◆ **Extrait du texte**:

%%

Plusieurs ont accueilli cette nouvelle avec beaucoup de cynisme. En fait, Farah n’avait-il d’autres choix que de larguer Salazar, sur qui pèsent de très sérieuses allégations d’utilisation de produits dopants pour améliorer les performances de ses athlètes? Le Somalien de naissance naturalisé britannique a bien senti l’urgence de protéger son prestigieux palmarès en piste obtenu au cours des dernières années.
 

En effet, Farah est déjà un coureur de légende. Quadruple champion olympique aux 5000 mètres et 10 000 mètres, il a annoncé après les Mondiaux de Londres de l’été dernier qu’il abandonnait la piste pour se concentrer sur la course sur route (demi-marathon et marathon). Il fera d’ailleurs des débuts très attendus sur 42,2 kilomètres lors du Marathon de Londres au printemps 2018.  
 
En quittant Salazar et sa clinique de course Nike à Portland, il espère certainement prouver à tous qu’il est un coureur propre. Mais cela risque d’être plus compliqué. S’il est adulé auprès des Britanniques qui l’idolâtrent comme un dieu de la piste, il est plutôt suspecté par une grande partie de l’inteligencia mondiale de l’athlétisme de ne pas être totalement propre.
 
Rappelons que dans les semaines précédant les Jeux olympiques de Londres en 2012, il avait raté, volontairement ou pas, deux tests antidopage. Il n’aurait jamais entendu les inspecteurs de l’Agence antidopage britannique qui cognaient et sonnaient à sa porte. Puis, fin novembre 2015, des pirates informatiques russes surnommés Fancy Bears avançaient que le nom de Farah apparaissait clairement sur une liste de dopés probables établie par la Fédération internationale d’athlétisme (IAAF). Cette liste portait également une mention de passeport biologique suspect. Étrangement, les échantillons d’urine et de sang du coureur de 34 ans allaient finalement être déclarés conformes et normaux peu de temps après la publication de cette liste. Farah a également  travaillé sous la gouverne de l’entraîneur Jama Aden, un homme arrêté en 2016 lors d’une enquête sur le dopage.

%%

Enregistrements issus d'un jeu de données
%%

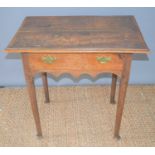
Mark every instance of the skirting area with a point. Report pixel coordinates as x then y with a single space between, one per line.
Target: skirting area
77 116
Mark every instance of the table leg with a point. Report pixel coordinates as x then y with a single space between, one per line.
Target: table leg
32 94
122 92
113 88
45 85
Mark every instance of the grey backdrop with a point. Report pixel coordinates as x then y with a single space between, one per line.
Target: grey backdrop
11 71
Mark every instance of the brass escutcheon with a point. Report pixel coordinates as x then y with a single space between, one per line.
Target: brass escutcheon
103 60
48 59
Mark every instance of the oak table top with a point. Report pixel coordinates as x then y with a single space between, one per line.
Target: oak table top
78 45
73 34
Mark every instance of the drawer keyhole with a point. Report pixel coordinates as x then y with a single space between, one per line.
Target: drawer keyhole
48 59
103 60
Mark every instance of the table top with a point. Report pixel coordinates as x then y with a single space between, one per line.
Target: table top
73 34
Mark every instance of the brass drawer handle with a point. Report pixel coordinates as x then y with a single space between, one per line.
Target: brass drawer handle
103 60
48 59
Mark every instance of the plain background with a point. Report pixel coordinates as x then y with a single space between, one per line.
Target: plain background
11 71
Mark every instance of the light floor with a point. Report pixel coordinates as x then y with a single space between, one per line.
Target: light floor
77 116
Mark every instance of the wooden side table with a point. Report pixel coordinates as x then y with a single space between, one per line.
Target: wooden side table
77 45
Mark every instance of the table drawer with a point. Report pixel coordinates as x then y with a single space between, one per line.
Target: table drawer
84 63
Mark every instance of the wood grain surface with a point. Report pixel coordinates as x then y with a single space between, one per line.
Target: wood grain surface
65 34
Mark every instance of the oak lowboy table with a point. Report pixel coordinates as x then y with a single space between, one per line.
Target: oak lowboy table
78 45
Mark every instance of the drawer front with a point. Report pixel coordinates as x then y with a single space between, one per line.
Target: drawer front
82 63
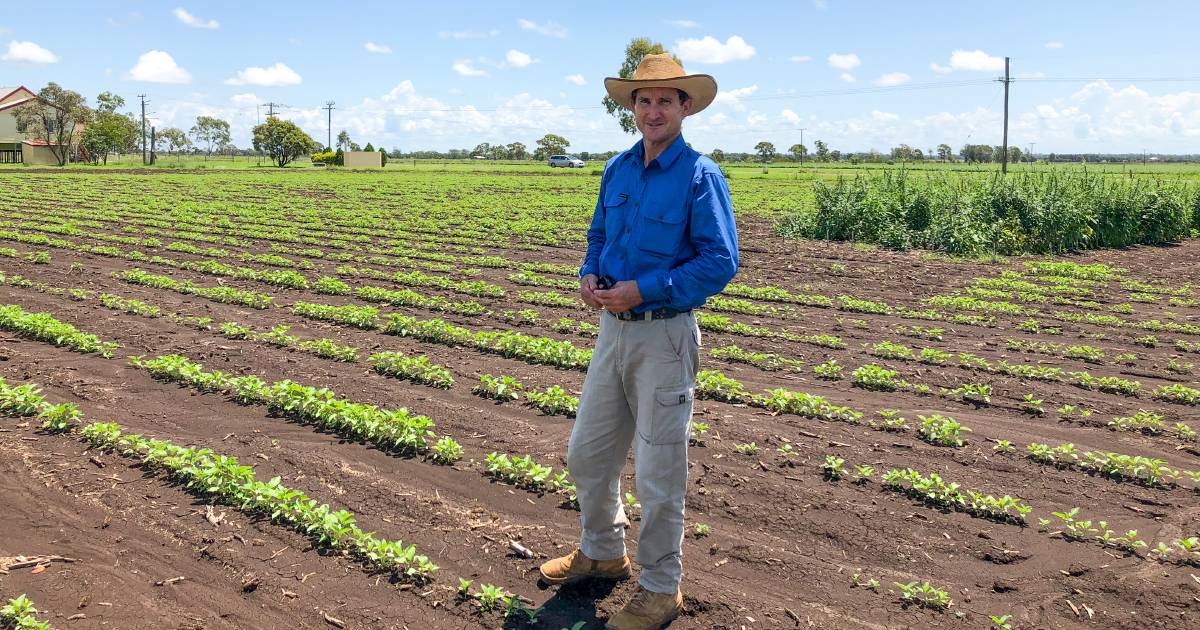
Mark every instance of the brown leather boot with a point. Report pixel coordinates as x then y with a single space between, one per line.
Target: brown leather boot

%%

◆ **Mise en pratique**:
**A)** Répondez à ces questions à partir du texte sur Farah :
(i) Dans quelle ville se trouve la clinique de course Nike que Farah quitte ?
(ii) Lors de quelle course Farah fera-t-il ses débuts sur 42,2 kilomètres ?
(iii) Quel surnom les pirates informatiques russes portent-ils ?
**B)** Poursuivez le texte sur Farah après sa dernière phrase.
Les enregistrements forment un matériau distinct du texte sur Farah.

◆ **Réponses par tâche**:
**A)**
(i) À Portland.
(ii) Lors du Marathon de Londres, au printemps 2018.
(iii) Fancy Bears.

**B)**
 
Alberto SalazarIl est impossible de prouver que Farah s’est dopé ou qu’il se dope toujours. Il est également impossible de savoir si Salazar a boosté les performances de son athlète à son insu.
 
Ce qui est certain cependant, c’est qu’on est ici aux prises avec un entraîneur d’athlétisme qui a pris sous sa gouverne un bon coureur en 2011 pour le transformer en immense champion. Alors que Farah se prépare à courir ses premiers marathons, pourquoi se séparer de celui avec qui il a connu autant de succès?
 
Sans doute en raison du travail de Salazar, dont les méthodes avec le projet Nike Oregon ont été fortement critiquées dans un rapport de l’Agence américaine antidopage. Et que dire de toutes ces langues d’anciens disciples de Salazar qui se sont déliées en 2015 dans un documentaire de la BBC, sinon que c’est troublant. On parle ici d’un entraîneur qui se serait vanté auprès du cycliste déchu Lance Armstrong d’utiliser un produit formidable auprès de ses athlètes!
 
Farah a beau prétendre qu’il ne quitte pas son coach en raison des suspicions de dopage, mais plutôt parce que ses enfants seront beaucoup mieux au Royaume-Uni, il est pénible d’acheter cela!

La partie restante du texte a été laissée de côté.